Abstract:
An accumulator disposed in an actuating circuit for a fluid operated friction device provides a first time pressure relation during engagement of the device and a second time pressure relation during disengagement of the device.

Description:
BACKGROUND OF THE INVENTION 
     This invention relates to shift timing controls in automatic shifting power transmissions, and more particularly, to shift timing controls in such transmissions wherein a fluid operated friction device is responsive to a pressure time relationship during engagement and disengagement. 
     In prior art transmissions, an accumulator is utilized to provide for the proper pressure time interval during a speed change to provide the least disturbance during a shift transient. The accumulators have historically been utilized only to control the on-coming friction device, which is generally a disc type fluid operated structure. The off-going friction device is generally permitted to freely exhaust, and the accumulator control is usually removed from the exhausting circuit and exhausted either separately or through a separate restricted passage, such that the accumulator has no affect on the off-going device. 
     These systems would let the engine accelerate freely to the new speed requirement for the on-coming gearing ratio. If the ratio interchange or transition is made onto a freewheeler rather than a friction device, the shift timing will be correct and the shift quality will be fairly smooth. However, it would be more economical if the off-going friction member could be controlled or otherwise modulated at a desired disengagement rate during the ratio interchange. This is particularly important in what is known as a clutch-to-clutch type shift where time is required and some action has to be taken to apply the on-coming clutch at synchronization while releasing the off-going clutch.

#####

Goal A:
In the patent text, what does the off-going friction device in prior art transmissions generally do?
The rows that follow have nothing to do with the patent text above.

#####

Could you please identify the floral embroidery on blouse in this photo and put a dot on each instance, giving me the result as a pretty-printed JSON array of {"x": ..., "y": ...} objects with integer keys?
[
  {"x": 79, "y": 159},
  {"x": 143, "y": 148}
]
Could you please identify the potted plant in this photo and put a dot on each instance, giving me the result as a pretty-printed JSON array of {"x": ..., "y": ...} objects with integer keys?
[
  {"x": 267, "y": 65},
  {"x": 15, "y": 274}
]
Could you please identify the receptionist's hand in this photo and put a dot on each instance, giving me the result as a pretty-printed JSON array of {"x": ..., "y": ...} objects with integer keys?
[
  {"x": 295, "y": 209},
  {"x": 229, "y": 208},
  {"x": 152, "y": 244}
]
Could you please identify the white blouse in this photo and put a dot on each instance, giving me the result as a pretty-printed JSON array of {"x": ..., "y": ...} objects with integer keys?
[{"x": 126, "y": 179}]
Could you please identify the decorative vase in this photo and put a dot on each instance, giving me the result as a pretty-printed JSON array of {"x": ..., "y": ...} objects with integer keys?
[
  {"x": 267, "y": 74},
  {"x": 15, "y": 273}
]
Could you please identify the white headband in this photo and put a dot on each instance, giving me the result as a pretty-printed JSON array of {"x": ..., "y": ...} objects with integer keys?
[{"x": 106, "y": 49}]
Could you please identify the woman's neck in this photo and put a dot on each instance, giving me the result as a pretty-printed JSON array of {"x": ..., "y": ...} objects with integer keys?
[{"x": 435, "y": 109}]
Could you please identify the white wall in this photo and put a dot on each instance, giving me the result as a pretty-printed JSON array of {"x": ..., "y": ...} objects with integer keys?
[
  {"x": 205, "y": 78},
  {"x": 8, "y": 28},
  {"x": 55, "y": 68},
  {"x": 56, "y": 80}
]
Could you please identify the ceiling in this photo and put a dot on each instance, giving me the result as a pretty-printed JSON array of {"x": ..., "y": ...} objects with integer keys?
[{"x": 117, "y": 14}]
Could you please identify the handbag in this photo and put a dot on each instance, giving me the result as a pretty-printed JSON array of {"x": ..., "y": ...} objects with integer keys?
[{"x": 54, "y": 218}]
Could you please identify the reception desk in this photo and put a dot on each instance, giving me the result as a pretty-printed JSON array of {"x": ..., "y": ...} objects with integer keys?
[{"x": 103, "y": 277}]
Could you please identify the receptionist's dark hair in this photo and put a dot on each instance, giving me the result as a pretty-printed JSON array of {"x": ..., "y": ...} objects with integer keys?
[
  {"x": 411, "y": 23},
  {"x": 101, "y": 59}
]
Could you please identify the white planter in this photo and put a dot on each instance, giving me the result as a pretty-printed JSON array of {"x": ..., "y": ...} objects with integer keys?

#####

Goal B:
Rewrite the rows as a numbered list, from the line containing "Could you please identify the woman's" through the last line of the rows, and leave out any blank lines.

Exercise result A:
It is generally permitted to freely exhaust.

Exercise result B:
1. Could you please identify the woman's neck in this photo and put a dot on each instance, giving me the result as a pretty-printed JSON array of {"x": ..., "y": ...} objects with integer keys?
2. [{"x": 435, "y": 109}]
3. Could you please identify the white wall in this photo and put a dot on each instance, giving me the result as a pretty-printed JSON array of {"x": ..., "y": ...} objects with integer keys?
4. [
5.   {"x": 205, "y": 78},
6.   {"x": 8, "y": 28},
7.   {"x": 55, "y": 68},
8.   {"x": 56, "y": 80}
9. ]
10. Could you please identify the ceiling in this photo and put a dot on each instance, giving me the result as a pretty-printed JSON array of {"x": ..., "y": ...} objects with integer keys?
11. [{"x": 117, "y": 14}]
12. Could you please identify the handbag in this photo and put a dot on each instance, giving me the result as a pretty-printed JSON array of {"x": ..., "y": ...} objects with integer keys?
13. [{"x": 54, "y": 218}]
14. Could you please identify the reception desk in this photo and put a dot on each instance, giving me the result as a pretty-printed JSON array of {"x": ..., "y": ...} objects with integer keys?
15. [{"x": 103, "y": 277}]
16. Could you please identify the receptionist's dark hair in this photo and put a dot on each instance, giving me the result as a pretty-printed JSON array of {"x": ..., "y": ...} objects with integer keys?
17. [
18.   {"x": 411, "y": 23},
19.   {"x": 101, "y": 59}
20. ]
21. Could you please identify the white planter in this photo and put a dot on each instance, giving me the result as a pretty-printed JSON array of {"x": ..., "y": ...} objects with integer keys?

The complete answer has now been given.